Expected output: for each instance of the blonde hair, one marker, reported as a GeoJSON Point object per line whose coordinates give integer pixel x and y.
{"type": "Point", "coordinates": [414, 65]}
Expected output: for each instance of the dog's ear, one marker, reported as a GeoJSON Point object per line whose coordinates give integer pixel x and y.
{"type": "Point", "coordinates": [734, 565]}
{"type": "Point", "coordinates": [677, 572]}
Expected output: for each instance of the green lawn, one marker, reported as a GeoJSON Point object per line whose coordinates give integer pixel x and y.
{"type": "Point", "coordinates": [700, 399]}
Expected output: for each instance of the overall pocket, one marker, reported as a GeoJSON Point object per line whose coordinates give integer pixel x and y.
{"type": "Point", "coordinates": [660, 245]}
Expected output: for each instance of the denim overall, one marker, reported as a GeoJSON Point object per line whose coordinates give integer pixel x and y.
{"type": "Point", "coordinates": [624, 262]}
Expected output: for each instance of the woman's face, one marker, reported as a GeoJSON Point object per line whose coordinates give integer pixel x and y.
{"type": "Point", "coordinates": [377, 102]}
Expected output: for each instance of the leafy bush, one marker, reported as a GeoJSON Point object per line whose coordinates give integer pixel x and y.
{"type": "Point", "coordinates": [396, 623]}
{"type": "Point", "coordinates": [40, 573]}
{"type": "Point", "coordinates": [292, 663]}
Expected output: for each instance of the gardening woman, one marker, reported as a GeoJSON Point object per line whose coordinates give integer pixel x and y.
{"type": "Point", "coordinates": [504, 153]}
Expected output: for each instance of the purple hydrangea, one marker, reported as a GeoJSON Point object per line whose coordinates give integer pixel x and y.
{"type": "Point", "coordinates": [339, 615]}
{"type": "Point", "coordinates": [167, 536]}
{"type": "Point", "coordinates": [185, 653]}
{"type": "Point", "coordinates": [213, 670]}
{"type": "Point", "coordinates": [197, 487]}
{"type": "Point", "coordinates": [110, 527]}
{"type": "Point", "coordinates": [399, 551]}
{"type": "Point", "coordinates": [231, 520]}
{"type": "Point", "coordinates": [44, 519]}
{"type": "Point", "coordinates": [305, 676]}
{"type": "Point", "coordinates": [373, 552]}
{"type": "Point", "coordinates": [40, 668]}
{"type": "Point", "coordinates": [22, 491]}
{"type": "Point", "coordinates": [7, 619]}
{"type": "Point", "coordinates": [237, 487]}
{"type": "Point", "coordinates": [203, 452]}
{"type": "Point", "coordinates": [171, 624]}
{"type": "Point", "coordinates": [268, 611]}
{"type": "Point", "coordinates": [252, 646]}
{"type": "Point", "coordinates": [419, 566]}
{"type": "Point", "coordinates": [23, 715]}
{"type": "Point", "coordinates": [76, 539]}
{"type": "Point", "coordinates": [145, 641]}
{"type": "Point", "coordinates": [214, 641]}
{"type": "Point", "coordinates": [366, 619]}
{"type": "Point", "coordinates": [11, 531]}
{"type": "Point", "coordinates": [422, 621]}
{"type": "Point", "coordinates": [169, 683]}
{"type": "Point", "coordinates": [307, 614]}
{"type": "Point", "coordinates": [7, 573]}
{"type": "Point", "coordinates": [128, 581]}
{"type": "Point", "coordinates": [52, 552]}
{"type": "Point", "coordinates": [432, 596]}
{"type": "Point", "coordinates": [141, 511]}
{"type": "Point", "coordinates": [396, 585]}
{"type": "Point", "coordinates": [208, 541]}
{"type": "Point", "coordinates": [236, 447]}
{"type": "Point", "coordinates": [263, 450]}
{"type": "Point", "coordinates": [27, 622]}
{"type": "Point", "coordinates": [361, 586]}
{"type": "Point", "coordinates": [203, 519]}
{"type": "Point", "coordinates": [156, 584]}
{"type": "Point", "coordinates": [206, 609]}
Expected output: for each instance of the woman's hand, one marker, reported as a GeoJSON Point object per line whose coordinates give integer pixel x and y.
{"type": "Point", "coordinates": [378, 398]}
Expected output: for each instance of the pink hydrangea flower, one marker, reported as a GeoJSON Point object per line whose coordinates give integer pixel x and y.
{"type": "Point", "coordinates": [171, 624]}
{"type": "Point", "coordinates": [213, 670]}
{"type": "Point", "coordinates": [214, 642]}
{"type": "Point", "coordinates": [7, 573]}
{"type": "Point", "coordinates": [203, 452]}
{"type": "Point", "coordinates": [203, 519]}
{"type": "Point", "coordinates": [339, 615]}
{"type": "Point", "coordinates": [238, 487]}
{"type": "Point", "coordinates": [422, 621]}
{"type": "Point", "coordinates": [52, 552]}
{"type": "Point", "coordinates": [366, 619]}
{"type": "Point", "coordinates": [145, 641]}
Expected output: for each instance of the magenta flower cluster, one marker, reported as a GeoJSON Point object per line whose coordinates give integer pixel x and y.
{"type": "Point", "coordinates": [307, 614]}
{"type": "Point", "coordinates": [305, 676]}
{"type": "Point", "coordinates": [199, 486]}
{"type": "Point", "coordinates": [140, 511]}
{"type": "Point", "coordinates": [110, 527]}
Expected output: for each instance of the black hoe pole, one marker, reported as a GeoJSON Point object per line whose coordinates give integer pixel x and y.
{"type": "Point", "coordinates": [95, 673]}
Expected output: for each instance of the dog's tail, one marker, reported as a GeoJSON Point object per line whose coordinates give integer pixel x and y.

==================================================

#### What you need to do:
Everything in the listing above should be restated exactly.

#### Correct output:
Expected output: for each instance of the blonde hair, one marker, reported as a GeoJSON Point object per line whose coordinates give integer pixel x and y.
{"type": "Point", "coordinates": [414, 65]}
Expected output: for each instance of the dog's ear, one marker, reported as a GeoJSON Point object per line whose coordinates give integer pixel x and y.
{"type": "Point", "coordinates": [734, 565]}
{"type": "Point", "coordinates": [677, 572]}
Expected output: for each instance of the green lawn, one marker, reported as a GeoJSON Point object per line whose coordinates give integer pixel x and y.
{"type": "Point", "coordinates": [700, 399]}
Expected output: for each instance of the overall pocket, one marker, reported as a GeoJSON Point object per line whose coordinates give integer pixel x and y.
{"type": "Point", "coordinates": [660, 245]}
Expected output: for each instance of the denim overall, one marker, reported as a GeoJSON Point object per line whose coordinates give integer pixel x and y.
{"type": "Point", "coordinates": [624, 262]}
Expected output: for each instance of the woman's face, one marker, reported as a GeoJSON Point object per line whose coordinates give integer pixel x and y.
{"type": "Point", "coordinates": [377, 102]}
Expected output: for each instance of the leafy bush, one marker, reported as a GeoJSON Point object per line whose coordinates give integer pixel x and y.
{"type": "Point", "coordinates": [396, 623]}
{"type": "Point", "coordinates": [40, 573]}
{"type": "Point", "coordinates": [292, 663]}
Expected output: for each instance of the gardening woman, one marker, reported as a GeoJSON Point object per line whose coordinates give integer pixel x and y.
{"type": "Point", "coordinates": [504, 153]}
Expected output: for each instance of the purple hydrangea, one marker, reported as a GeoJSON Point object per line whose coordinates give integer pixel x and y.
{"type": "Point", "coordinates": [339, 615]}
{"type": "Point", "coordinates": [167, 536]}
{"type": "Point", "coordinates": [185, 653]}
{"type": "Point", "coordinates": [213, 670]}
{"type": "Point", "coordinates": [197, 487]}
{"type": "Point", "coordinates": [110, 527]}
{"type": "Point", "coordinates": [399, 551]}
{"type": "Point", "coordinates": [231, 520]}
{"type": "Point", "coordinates": [44, 519]}
{"type": "Point", "coordinates": [305, 676]}
{"type": "Point", "coordinates": [373, 552]}
{"type": "Point", "coordinates": [40, 668]}
{"type": "Point", "coordinates": [22, 491]}
{"type": "Point", "coordinates": [7, 619]}
{"type": "Point", "coordinates": [237, 487]}
{"type": "Point", "coordinates": [203, 452]}
{"type": "Point", "coordinates": [171, 624]}
{"type": "Point", "coordinates": [268, 611]}
{"type": "Point", "coordinates": [252, 646]}
{"type": "Point", "coordinates": [419, 566]}
{"type": "Point", "coordinates": [23, 715]}
{"type": "Point", "coordinates": [76, 539]}
{"type": "Point", "coordinates": [145, 641]}
{"type": "Point", "coordinates": [214, 641]}
{"type": "Point", "coordinates": [366, 619]}
{"type": "Point", "coordinates": [11, 531]}
{"type": "Point", "coordinates": [422, 621]}
{"type": "Point", "coordinates": [169, 683]}
{"type": "Point", "coordinates": [307, 614]}
{"type": "Point", "coordinates": [7, 573]}
{"type": "Point", "coordinates": [128, 581]}
{"type": "Point", "coordinates": [52, 552]}
{"type": "Point", "coordinates": [432, 596]}
{"type": "Point", "coordinates": [141, 511]}
{"type": "Point", "coordinates": [396, 585]}
{"type": "Point", "coordinates": [208, 541]}
{"type": "Point", "coordinates": [236, 447]}
{"type": "Point", "coordinates": [263, 450]}
{"type": "Point", "coordinates": [27, 622]}
{"type": "Point", "coordinates": [361, 586]}
{"type": "Point", "coordinates": [203, 519]}
{"type": "Point", "coordinates": [156, 584]}
{"type": "Point", "coordinates": [206, 609]}
Expected output: for each instance of the woman's hand, one marker, reported as a GeoJSON Point object per line whose coordinates give integer pixel x and y.
{"type": "Point", "coordinates": [378, 398]}
Expected output: for each instance of the pink hydrangea flower, one marker, reported as a GeoJSON Point object per line whose coordinates give integer pixel x and y.
{"type": "Point", "coordinates": [171, 624]}
{"type": "Point", "coordinates": [213, 670]}
{"type": "Point", "coordinates": [214, 642]}
{"type": "Point", "coordinates": [7, 573]}
{"type": "Point", "coordinates": [203, 452]}
{"type": "Point", "coordinates": [203, 519]}
{"type": "Point", "coordinates": [339, 615]}
{"type": "Point", "coordinates": [238, 487]}
{"type": "Point", "coordinates": [422, 621]}
{"type": "Point", "coordinates": [52, 552]}
{"type": "Point", "coordinates": [366, 619]}
{"type": "Point", "coordinates": [145, 641]}
Expected output: for each instance of the magenta flower cluster, one marker, reported as a GeoJSON Point object per line whose coordinates give integer pixel x and y.
{"type": "Point", "coordinates": [307, 614]}
{"type": "Point", "coordinates": [305, 676]}
{"type": "Point", "coordinates": [199, 486]}
{"type": "Point", "coordinates": [140, 511]}
{"type": "Point", "coordinates": [110, 527]}
Expected output: for each instance of the black hoe pole, one marker, reported as a GeoJSON Point object per line whose coordinates give integer pixel x and y.
{"type": "Point", "coordinates": [95, 673]}
Expected output: for each instance of the dog's tail, one marker, reported as a GeoJSON Point object per line whose coordinates give integer pixel x and y.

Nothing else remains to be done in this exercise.